GIVEN REQUEST: Render the lines of the data below as a Markdown table with the columns Row and Line, starting at the line that contains "Each instance of the white sideline" and ending at the line that contains "[(471, 179), (21, 219), (528, 274)]". Include only those lines, and leave out any blank ones.

[Object location annotation data]
###

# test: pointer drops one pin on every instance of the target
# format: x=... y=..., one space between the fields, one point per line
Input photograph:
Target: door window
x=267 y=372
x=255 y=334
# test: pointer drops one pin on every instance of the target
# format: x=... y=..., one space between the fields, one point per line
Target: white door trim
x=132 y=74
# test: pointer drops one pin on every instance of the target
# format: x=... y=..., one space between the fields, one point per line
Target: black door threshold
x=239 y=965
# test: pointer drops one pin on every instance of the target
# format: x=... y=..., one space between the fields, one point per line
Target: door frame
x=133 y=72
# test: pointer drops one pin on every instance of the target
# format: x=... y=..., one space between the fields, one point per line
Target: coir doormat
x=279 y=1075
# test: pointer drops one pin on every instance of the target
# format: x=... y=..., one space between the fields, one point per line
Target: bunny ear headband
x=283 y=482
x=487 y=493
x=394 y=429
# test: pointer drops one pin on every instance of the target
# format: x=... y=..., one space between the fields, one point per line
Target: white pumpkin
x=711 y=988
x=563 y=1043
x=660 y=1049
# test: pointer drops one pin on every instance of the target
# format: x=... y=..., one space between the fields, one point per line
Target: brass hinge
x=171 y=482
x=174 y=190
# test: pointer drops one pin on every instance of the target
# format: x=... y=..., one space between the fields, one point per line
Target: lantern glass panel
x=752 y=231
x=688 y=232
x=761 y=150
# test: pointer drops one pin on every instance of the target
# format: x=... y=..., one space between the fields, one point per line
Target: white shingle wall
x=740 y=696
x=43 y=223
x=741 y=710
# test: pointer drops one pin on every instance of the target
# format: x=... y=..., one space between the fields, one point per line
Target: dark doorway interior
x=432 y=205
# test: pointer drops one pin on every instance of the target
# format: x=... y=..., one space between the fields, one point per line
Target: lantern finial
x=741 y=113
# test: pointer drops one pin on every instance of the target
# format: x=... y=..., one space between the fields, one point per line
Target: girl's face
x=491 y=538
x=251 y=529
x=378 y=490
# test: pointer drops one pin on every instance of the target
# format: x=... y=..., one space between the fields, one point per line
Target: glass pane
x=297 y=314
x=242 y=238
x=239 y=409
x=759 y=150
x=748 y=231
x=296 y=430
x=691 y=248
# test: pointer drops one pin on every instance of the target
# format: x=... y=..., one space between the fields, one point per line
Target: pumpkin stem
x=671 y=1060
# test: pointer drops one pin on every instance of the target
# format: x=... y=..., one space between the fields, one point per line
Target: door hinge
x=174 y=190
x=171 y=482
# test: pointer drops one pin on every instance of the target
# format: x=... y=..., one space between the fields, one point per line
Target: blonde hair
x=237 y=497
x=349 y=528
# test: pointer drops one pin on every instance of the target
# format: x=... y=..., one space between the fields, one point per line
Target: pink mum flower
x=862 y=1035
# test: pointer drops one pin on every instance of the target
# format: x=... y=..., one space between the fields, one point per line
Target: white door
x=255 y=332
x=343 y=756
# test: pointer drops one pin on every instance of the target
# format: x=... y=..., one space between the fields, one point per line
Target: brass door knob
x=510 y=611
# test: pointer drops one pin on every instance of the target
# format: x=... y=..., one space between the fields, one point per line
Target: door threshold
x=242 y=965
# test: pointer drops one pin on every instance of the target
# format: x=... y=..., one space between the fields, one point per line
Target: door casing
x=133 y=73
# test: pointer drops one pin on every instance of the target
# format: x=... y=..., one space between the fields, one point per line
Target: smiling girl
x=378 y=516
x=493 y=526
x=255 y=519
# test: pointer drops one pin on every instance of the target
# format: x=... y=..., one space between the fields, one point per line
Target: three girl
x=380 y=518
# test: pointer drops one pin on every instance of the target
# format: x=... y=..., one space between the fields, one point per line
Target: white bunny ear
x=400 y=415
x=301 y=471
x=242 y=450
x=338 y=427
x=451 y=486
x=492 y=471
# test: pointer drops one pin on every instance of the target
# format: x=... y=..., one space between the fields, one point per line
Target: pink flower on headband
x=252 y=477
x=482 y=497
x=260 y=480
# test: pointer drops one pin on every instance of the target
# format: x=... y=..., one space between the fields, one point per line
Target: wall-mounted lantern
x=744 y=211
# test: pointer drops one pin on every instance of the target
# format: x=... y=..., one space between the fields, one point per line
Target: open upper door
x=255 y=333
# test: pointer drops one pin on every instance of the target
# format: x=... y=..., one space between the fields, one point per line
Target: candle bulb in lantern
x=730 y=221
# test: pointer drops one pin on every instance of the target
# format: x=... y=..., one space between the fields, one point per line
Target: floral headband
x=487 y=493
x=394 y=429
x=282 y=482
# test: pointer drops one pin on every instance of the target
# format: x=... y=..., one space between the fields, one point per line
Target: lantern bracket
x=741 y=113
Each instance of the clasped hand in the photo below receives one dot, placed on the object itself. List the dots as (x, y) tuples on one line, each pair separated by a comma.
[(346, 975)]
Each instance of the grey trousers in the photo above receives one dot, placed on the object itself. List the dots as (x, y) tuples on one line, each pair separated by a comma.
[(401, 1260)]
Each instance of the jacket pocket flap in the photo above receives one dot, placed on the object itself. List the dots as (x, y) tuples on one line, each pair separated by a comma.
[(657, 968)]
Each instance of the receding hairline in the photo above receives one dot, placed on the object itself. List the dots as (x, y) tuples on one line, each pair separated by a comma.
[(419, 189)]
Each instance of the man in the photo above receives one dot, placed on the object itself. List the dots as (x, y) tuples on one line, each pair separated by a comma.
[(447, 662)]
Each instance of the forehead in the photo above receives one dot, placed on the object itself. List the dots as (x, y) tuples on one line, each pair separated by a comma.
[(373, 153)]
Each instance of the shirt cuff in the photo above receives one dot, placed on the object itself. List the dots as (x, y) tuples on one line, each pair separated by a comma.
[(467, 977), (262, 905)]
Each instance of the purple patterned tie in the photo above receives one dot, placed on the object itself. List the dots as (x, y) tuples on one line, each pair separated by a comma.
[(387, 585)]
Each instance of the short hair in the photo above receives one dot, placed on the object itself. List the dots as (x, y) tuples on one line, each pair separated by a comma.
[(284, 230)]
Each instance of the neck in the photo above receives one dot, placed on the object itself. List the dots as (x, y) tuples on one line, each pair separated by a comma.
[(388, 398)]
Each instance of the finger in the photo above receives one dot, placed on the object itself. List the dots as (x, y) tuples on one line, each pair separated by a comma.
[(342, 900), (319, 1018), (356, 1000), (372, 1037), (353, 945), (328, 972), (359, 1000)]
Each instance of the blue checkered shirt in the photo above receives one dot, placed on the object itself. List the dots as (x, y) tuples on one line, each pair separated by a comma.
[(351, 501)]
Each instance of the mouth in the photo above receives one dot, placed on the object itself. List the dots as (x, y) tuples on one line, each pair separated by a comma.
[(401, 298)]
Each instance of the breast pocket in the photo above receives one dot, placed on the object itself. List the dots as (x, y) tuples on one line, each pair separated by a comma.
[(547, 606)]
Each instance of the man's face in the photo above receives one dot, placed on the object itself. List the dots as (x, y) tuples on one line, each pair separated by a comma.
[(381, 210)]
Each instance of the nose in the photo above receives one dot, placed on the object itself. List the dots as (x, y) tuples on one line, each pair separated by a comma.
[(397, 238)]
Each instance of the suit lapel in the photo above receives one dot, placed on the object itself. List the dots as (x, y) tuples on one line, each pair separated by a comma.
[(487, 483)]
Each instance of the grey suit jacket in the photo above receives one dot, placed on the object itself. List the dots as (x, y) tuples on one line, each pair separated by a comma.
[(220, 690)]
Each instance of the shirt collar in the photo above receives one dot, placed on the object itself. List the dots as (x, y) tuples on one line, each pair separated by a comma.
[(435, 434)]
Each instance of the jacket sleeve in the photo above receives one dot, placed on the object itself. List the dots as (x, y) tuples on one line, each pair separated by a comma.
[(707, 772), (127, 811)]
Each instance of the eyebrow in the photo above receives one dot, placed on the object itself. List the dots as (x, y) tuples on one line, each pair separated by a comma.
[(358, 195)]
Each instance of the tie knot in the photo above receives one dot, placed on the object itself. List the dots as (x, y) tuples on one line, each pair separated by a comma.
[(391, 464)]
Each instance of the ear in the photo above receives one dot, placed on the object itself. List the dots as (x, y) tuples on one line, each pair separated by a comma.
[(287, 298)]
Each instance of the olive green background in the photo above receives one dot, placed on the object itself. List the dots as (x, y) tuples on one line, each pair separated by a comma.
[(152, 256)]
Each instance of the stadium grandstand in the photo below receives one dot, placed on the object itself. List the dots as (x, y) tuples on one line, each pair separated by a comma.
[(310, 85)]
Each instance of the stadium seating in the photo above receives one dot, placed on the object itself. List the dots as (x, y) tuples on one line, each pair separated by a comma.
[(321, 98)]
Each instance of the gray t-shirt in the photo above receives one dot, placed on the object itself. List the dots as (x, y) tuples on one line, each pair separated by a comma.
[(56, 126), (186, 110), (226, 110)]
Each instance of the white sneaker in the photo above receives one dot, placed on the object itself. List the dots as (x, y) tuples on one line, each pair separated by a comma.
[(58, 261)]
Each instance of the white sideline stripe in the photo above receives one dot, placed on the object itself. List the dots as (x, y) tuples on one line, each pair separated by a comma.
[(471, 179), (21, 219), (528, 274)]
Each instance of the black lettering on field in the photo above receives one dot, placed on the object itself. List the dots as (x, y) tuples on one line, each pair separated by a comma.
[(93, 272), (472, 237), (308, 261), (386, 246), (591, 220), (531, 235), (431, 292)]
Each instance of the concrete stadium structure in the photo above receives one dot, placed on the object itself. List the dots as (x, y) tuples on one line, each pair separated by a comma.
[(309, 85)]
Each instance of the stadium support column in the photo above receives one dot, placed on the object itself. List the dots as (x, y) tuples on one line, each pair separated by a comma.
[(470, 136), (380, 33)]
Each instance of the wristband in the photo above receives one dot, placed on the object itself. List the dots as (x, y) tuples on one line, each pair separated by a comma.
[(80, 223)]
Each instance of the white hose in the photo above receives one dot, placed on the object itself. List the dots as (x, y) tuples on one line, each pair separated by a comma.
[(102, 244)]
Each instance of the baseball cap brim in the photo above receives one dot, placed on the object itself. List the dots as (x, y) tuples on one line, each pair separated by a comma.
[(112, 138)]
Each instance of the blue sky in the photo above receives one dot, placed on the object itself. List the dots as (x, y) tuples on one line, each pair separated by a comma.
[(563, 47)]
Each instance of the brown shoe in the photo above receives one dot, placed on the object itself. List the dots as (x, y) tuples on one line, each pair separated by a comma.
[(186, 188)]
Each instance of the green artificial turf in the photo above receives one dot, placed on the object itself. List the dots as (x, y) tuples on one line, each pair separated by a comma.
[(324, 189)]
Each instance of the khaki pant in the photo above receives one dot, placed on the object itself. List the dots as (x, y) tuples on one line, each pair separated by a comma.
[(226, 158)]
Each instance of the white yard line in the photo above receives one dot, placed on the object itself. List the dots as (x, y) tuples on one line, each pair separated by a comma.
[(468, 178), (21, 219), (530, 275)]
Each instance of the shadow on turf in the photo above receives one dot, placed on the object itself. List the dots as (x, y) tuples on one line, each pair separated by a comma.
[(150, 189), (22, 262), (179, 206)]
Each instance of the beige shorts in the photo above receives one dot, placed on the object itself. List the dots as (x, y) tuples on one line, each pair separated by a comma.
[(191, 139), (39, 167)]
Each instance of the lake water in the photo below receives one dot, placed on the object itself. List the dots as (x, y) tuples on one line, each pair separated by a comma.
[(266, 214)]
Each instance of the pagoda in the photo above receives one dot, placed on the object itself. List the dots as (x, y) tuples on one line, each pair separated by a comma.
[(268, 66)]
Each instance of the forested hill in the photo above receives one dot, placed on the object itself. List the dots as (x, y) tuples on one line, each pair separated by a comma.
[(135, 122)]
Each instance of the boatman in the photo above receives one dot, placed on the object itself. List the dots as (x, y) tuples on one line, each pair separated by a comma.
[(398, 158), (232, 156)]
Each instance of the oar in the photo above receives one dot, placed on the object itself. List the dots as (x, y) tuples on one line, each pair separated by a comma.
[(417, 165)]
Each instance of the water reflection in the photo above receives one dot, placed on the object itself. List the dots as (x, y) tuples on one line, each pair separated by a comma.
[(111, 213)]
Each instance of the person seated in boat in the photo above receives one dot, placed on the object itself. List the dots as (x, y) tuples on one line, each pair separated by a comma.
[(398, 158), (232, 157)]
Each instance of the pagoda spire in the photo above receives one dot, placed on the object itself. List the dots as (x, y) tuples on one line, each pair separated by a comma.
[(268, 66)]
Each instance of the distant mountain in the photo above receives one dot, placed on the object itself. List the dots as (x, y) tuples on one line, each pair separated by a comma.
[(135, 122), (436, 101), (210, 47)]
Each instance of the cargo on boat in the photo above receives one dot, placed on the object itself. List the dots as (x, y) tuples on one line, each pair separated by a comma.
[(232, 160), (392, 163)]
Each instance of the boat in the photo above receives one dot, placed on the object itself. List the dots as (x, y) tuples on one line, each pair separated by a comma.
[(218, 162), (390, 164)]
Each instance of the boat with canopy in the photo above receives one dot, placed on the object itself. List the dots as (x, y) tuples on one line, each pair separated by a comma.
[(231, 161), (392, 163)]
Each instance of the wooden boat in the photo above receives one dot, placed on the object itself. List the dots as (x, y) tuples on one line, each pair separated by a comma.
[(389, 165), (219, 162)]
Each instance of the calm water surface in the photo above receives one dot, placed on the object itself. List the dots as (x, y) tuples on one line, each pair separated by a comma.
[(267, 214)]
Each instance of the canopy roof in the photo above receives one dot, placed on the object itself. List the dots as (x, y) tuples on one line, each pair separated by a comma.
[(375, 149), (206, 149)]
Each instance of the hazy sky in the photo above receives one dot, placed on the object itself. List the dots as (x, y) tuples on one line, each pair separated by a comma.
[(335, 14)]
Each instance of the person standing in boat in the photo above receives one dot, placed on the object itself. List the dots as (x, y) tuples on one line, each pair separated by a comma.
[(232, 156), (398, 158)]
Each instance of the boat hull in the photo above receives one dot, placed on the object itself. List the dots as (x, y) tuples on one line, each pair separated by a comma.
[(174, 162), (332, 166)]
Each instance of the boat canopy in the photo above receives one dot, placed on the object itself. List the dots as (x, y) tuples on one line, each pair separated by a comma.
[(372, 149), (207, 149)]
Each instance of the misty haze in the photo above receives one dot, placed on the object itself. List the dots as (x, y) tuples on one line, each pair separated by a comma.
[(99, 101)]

###

SOLUTION TO THE EXERCISE:
| Row | Line |
|---|---|
| 1 | Each instance of the white sideline stripe in the photo above receives one dot, placed on the object itself. List the dots as (x, y) tuples on one line, each pair separated by a comma. |
| 2 | [(471, 179), (21, 219), (528, 274)] |